_Brief_. What you need to do is retype every entry exactly as written.

Dataset entries
BEGIN
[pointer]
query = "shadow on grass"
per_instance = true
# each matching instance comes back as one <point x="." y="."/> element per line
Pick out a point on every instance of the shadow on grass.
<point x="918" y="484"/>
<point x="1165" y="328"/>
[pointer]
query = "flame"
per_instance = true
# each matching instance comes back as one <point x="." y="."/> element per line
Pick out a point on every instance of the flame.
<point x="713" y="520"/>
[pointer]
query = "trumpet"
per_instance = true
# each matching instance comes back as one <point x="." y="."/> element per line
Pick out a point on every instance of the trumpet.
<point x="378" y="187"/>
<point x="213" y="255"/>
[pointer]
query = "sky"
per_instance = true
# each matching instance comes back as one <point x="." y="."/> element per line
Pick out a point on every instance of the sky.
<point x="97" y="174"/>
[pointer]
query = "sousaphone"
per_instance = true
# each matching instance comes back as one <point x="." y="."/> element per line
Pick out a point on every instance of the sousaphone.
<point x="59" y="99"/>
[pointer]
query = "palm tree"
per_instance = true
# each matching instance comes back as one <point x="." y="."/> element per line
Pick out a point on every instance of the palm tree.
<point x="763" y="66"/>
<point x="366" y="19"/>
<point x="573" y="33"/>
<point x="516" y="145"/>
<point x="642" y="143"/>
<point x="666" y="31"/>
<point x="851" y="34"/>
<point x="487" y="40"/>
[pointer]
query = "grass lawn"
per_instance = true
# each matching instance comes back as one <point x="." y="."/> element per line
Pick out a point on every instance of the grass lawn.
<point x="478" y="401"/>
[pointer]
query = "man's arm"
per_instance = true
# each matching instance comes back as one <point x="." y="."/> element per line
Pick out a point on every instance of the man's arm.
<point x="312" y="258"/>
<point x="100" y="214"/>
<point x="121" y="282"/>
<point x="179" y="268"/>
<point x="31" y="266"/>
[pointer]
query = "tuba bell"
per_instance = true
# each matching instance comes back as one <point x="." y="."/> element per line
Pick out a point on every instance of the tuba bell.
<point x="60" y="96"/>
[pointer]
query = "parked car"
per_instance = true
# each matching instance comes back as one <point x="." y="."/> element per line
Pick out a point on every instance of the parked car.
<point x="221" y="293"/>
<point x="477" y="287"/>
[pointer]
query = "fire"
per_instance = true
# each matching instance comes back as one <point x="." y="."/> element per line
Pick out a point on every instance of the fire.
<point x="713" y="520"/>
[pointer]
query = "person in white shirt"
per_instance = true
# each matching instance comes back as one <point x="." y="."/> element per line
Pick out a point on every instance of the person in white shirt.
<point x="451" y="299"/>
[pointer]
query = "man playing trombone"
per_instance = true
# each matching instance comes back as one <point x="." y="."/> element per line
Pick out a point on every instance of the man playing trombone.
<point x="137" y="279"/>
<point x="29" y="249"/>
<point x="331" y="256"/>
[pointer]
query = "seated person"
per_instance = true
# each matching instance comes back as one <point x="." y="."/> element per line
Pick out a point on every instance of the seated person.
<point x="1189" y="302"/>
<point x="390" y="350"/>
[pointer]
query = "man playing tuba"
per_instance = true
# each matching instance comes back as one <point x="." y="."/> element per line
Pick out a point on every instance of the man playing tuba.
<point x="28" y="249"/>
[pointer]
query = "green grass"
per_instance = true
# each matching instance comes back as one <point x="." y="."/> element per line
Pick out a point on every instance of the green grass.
END
_Expected answer_.
[pointer]
query = "shadow on grass"
per_instance = true
# each matching instance comes back as one <point x="." y="."/> element per line
Pick out a point on every instance of the shadow on grass.
<point x="918" y="484"/>
<point x="1165" y="328"/>
[pointer]
query = "flame"
per_instance = true
# each matching instance comes back as one <point x="." y="."/> element per line
Pick out a point on every instance of the flame.
<point x="713" y="520"/>
[pointer]
query = "trumpet"
per_instance = true
# each matching instance comes back as one <point x="." y="."/> element per line
Pick out a point on every instance of the trumpet.
<point x="378" y="187"/>
<point x="213" y="255"/>
[pointer]
query = "sky"
per_instance = true
# each matching instance comes back as one <point x="." y="."/> element per line
Pick out a point on every instance of the sky.
<point x="97" y="174"/>
[pointer]
query = "sousaphone"
per_instance = true
# each matching instance comes back as one <point x="." y="."/> element per line
Pick out a point on every instance of the sousaphone.
<point x="59" y="99"/>
[pointer]
query = "palm tree"
per_instance = true
# each matching instance comes back as one <point x="." y="."/> element per line
Pick out a point on every instance of the palm tree.
<point x="763" y="66"/>
<point x="366" y="19"/>
<point x="573" y="33"/>
<point x="516" y="145"/>
<point x="642" y="143"/>
<point x="666" y="31"/>
<point x="851" y="34"/>
<point x="487" y="40"/>
[pointer]
query = "grass lawn"
per_instance = true
# each matching instance comes back as one <point x="." y="."/> element per line
Pick out a point on every instance of the grass lawn.
<point x="478" y="401"/>
[pointer]
query = "man's arm"
per_instance = true
# each matching instance comes back as one <point x="." y="."/> element per line
Pick out a point on every instance of the man's arm.
<point x="312" y="258"/>
<point x="100" y="214"/>
<point x="121" y="282"/>
<point x="179" y="268"/>
<point x="31" y="266"/>
[pointer]
query = "tuba bell"
per_instance = true
# each matching instance comes back as one <point x="." y="."/> element per line
Pick out a point on every instance of the tuba bell.
<point x="60" y="96"/>
[pointer]
query = "parked car"
per_instance = true
# each matching instance comes back as one <point x="." y="."/> element per line
Pick out a point on every instance of the parked car.
<point x="221" y="293"/>
<point x="477" y="287"/>
[pointer]
query = "fire"
per_instance = true
# each matching instance comes back as one <point x="." y="."/> element per line
Pick out a point on every instance of the fire.
<point x="713" y="520"/>
[pointer]
query = "person in white shirt"
per_instance = true
# each matching instance comes back as one <point x="." y="."/> element per line
Pick out a point on every instance of the person in white shirt.
<point x="451" y="299"/>
[pointer]
query = "man playing trombone"
per_instance = true
# each matching instance comes back as one <point x="." y="."/> element per line
Pick out a point on every instance of the man playing trombone.
<point x="137" y="279"/>
<point x="29" y="249"/>
<point x="331" y="256"/>
[pointer]
query = "seated person"
per_instance = true
# each matching instance comes back as one <point x="." y="."/> element per line
Pick out a point on every instance of the seated person.
<point x="1189" y="302"/>
<point x="390" y="350"/>
[pointer]
query = "man playing tuba"
per_instance = true
# each matching instance comes back as one <point x="." y="."/> element per line
Pick out a point on every instance of the man playing tuba.
<point x="28" y="249"/>
[pointer]
query = "green grass"
per_instance = true
# each matching instance comes back as one <point x="." y="."/> element per line
Pick out a point on every instance of the green grass.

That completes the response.